> [AIM]: Convert all of the entries below into a two-column CSV with the header columns "instruction" and "response", one row per entry. Put each entry's text and its answer in their own quoted fields, and replace line breaks with spaces.

(Point annotation entries)

## begin

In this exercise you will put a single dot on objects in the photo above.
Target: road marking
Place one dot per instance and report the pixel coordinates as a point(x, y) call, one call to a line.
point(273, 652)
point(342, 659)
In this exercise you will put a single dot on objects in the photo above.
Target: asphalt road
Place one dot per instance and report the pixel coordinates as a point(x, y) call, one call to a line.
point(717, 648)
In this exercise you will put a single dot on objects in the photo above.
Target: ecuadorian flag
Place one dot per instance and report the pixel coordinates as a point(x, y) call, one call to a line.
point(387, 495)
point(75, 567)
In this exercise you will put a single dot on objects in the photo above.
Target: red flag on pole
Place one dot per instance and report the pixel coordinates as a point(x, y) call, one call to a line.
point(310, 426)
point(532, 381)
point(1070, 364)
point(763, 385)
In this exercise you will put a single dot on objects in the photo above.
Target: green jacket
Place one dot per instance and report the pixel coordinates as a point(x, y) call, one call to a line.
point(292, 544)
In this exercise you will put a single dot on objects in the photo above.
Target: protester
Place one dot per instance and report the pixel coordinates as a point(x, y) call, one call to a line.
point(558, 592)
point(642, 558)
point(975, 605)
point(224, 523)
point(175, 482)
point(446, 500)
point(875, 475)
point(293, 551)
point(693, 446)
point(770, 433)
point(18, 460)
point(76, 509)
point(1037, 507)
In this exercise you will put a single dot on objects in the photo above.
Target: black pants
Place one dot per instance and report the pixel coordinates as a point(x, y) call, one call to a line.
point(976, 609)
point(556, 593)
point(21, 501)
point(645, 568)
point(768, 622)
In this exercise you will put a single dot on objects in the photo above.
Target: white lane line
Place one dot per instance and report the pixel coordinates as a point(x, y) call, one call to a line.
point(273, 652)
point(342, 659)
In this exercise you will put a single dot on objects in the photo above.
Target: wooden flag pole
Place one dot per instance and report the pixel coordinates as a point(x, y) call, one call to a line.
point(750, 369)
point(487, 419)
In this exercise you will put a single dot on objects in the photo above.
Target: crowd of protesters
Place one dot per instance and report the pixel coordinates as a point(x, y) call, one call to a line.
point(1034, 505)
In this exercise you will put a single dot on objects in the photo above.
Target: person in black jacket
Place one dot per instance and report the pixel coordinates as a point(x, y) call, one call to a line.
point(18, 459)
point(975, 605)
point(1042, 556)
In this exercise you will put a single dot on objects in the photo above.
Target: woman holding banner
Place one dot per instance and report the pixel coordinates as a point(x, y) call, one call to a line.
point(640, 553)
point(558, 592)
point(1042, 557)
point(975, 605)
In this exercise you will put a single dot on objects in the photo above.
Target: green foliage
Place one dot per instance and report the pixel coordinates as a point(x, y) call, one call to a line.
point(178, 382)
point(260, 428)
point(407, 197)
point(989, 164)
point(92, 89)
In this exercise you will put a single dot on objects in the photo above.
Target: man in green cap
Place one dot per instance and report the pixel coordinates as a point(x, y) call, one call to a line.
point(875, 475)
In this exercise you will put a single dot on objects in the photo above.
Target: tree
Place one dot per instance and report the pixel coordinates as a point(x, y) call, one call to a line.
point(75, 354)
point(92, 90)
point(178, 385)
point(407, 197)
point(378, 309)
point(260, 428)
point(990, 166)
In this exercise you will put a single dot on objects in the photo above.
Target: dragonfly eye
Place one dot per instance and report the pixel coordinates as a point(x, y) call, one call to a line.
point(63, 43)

## end

> [RESULT FOR THIS EXERCISE]:
instruction,response
"In this exercise you will put a single dot on objects in the photo above. Target: road marking Place one dot per instance and report the pixel coordinates as a point(x, y) call, one call to a line.","point(273, 652) point(342, 659)"
"In this exercise you will put a single dot on objects in the photo above. Target: asphalt road Place one dot per instance and report the pixel coordinates as a point(x, y) call, one call to a line.","point(717, 648)"
"In this exercise you will put a single dot on objects in the photo above. Target: ecuadorian flag Place one dot per instance and report the pixel coordinates as a point(x, y) call, one call to a line.","point(387, 495) point(75, 567)"
"In this exercise you will put a single dot on objects in the photo above. Target: red flag on pole Place one dot per instance and report the pixel coordinates as a point(x, y) call, one call to a line.","point(310, 426) point(532, 381) point(1070, 364) point(763, 385)"
"In this exercise you will put a single dot on objects in the photo above. Target: green jacket Place one dot per instance and report the pixel coordinates as a point(x, y) call, one call to a line.","point(292, 544)"
"In this exercise you will put a single dot on objects in the photo above. Target: protester Place one dot per instance and report the pixel coordinates as a point(x, y) call, one call to a line.","point(558, 592) point(642, 558) point(975, 605) point(224, 523) point(175, 482) point(446, 500) point(875, 475) point(293, 551) point(693, 446) point(770, 433) point(18, 460) point(76, 509) point(1037, 507)"
"In this exercise you will put a single dot on objects in the photo above. Target: black pants Place one dot per instance and report the pixel coordinates as a point(x, y) call, one call to a line.","point(976, 609) point(556, 593) point(21, 501) point(645, 568) point(768, 622)"
"In this exercise you will put a single dot on objects in the photo above. Target: white lane line Place one dot per instance and report the pixel coordinates as a point(x, y) call, one call to a line.","point(273, 652) point(342, 659)"
"In this exercise you will put a single dot on objects in the photo above. Target: wooden flag pole Place one dot per instance and report the pixel coordinates as a point(x, y) call, one call to a line.","point(750, 369) point(487, 419)"
"In this exercise you will put a single dot on objects in the photo above. Target: crowd of protesters Place one dot per instance and report the pixel coordinates as a point(x, y) call, one call to a line.","point(1034, 505)"
"In this exercise you will put a single dot on objects in the photo above. Target: person in black jacket Place one dot per instance and report the pixel coordinates as a point(x, y) call, one call to a line.","point(18, 459) point(975, 605) point(1042, 556)"
"In this exercise you will put a single dot on objects in the photo above. Target: woman holding banner Place one dot per instance and report the pixel coordinates as a point(x, y) call, one call to a line.","point(640, 553) point(558, 592) point(1042, 557) point(975, 605)"
"In this exercise you will put a single dot on objects in the photo above. Target: green foliage Place one dot per instance and report the pixel coordinates as a point(x, y) call, one call to a line.","point(178, 382) point(260, 428) point(407, 197) point(989, 164) point(92, 89)"
"In this exercise you will put a single dot on objects in the photo above. Target: man in green cap Place one dot per instance and report the pixel coordinates as a point(x, y) call, one call to a line.","point(875, 475)"
"In this exercise you will put a single dot on objects in the photo above. Target: tree Place one dot per instance and report the pixel coordinates as a point(x, y) call, one call to a line.","point(75, 354) point(92, 90) point(178, 385) point(407, 197) point(378, 309) point(260, 428) point(990, 166)"
"In this exercise you will put a single dot on objects in the photo above. Target: dragonfly eye Place one dot per instance and report the pixel coordinates as a point(x, y) call, one call to a line.","point(63, 43)"